▸ Source records:
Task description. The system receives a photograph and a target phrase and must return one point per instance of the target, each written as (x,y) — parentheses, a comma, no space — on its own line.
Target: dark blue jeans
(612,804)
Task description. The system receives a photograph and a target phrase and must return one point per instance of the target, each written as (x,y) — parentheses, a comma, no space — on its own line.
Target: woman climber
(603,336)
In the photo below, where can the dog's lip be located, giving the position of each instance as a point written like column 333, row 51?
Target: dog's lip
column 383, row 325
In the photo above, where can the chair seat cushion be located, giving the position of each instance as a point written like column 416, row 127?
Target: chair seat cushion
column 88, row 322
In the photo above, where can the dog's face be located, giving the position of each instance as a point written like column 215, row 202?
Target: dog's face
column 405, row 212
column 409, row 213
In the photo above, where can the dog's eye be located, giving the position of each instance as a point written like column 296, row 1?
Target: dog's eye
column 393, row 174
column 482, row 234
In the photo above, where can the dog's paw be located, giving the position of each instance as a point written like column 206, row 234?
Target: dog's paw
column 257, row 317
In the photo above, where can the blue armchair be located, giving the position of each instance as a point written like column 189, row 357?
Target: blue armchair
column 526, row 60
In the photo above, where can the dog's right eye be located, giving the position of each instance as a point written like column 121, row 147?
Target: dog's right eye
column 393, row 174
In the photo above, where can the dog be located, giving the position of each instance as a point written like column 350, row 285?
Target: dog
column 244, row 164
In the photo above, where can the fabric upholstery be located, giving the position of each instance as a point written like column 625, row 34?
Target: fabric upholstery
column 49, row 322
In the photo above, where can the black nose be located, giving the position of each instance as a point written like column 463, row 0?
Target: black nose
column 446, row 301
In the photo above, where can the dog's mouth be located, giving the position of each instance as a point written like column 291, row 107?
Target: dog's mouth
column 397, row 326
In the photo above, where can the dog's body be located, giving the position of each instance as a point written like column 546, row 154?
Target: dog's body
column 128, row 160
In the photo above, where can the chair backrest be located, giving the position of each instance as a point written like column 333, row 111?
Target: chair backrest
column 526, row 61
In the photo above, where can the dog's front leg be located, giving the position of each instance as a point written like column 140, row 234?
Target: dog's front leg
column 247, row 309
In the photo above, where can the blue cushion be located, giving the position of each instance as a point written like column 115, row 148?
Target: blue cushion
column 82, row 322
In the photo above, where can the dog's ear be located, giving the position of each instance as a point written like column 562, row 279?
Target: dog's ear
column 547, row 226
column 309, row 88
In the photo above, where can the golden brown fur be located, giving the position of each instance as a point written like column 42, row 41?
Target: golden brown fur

▸ Task prompt: Output the data in full, precisely as it appears above.

▸ Solution:
Task description. The system receives a photograph and a target phrase and must return one point per instance of the target, each written as (x,y) — parentheses, a comma, no space — on its own line.
Target: dark blue jeans
(612,804)
Task description. The system receives a photograph and a target phrase and must return one point per instance of the target, each written as (x,y) — parentheses, a comma, no space — on its own line.
Target: woman climber
(603,336)
In the photo below, where can the dog's lip be located, giving the position of each instance as a point written like column 333, row 51?
Target: dog's lip
column 383, row 325
In the photo above, where can the chair seat cushion be located, giving the position of each instance as a point written like column 416, row 127?
Target: chair seat cushion
column 88, row 322
In the photo above, where can the dog's face be located, giving the position of each instance as a point written like column 215, row 202?
Target: dog's face
column 405, row 212
column 409, row 213
In the photo above, where can the dog's eye be located, giving the position of each instance as a point written like column 296, row 1?
Target: dog's eye
column 393, row 174
column 482, row 234
In the photo above, where can the dog's paw be located, giving the position of each instance as a point written like column 206, row 234?
Target: dog's paw
column 257, row 317
In the photo above, where can the blue armchair be located, giving the position of each instance as a point written like column 189, row 357?
Target: blue armchair
column 526, row 60
In the photo above, where can the dog's right eye be located, giving the position of each instance as a point written like column 121, row 147?
Target: dog's right eye
column 393, row 174
In the photo above, where can the dog be located, giving the position of each instance as a point written like column 350, row 285?
Target: dog
column 244, row 164
In the photo above, where can the fabric upholstery be located, giving the position of each instance as a point written like column 625, row 34?
Target: fabric upholstery
column 49, row 322
In the photo above, where can the black nose be located, giving the position of each instance as a point written like column 463, row 0?
Target: black nose
column 446, row 301
In the photo above, where can the dog's mouth be located, giving the position of each instance as a point written like column 291, row 107?
Target: dog's mouth
column 397, row 326
In the photo above, where can the dog's body be located, giving the position of each instance as a point written like column 546, row 154?
Target: dog's body
column 128, row 160
In the photo above, where can the chair backrest be located, giving the position of each instance as a point written like column 333, row 111?
Target: chair backrest
column 526, row 61
In the photo above, where can the dog's front leg be located, giving the position of each instance as a point written like column 140, row 234?
Target: dog's front leg
column 247, row 309
In the photo above, where can the blue cushion be located, giving the position of each instance as a point written like column 115, row 148?
Target: blue cushion
column 82, row 322
In the photo above, where can the dog's ear be located, giving the position of each instance as a point written like column 562, row 279?
Target: dog's ear
column 547, row 226
column 309, row 88
In the photo above, where can the golden brown fur be located, giving the position of each instance as a point written like column 42, row 41?
Target: golden brown fur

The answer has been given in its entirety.